──────── Records shown ────────

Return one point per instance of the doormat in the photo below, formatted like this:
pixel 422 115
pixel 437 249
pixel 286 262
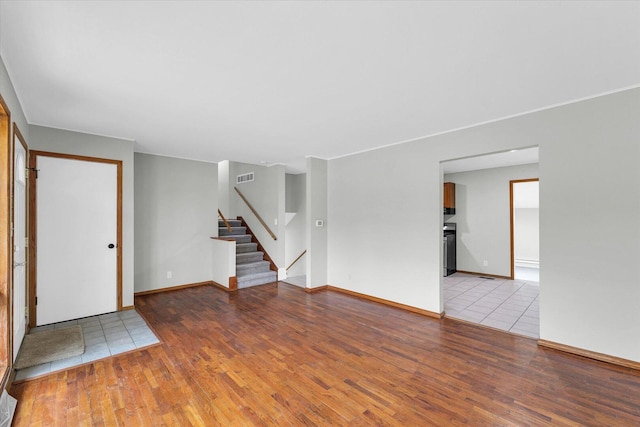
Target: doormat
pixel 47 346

────────
──────── Records shown ────────

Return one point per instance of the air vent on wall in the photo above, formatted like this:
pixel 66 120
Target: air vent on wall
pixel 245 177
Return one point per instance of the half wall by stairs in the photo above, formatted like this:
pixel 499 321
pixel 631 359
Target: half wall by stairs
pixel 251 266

────────

● **Exercise directions**:
Copy out the lines starting with the line containing "Return one point per instance of the doormat" and going on through the line containing "pixel 47 346", shifting each coordinate in the answers up by 132 while leaving every other number unchanged. Omit the pictures.

● **Final answer**:
Return one point per instance of the doormat in the photo below, formatted like this:
pixel 422 115
pixel 437 249
pixel 286 262
Target: doormat
pixel 179 478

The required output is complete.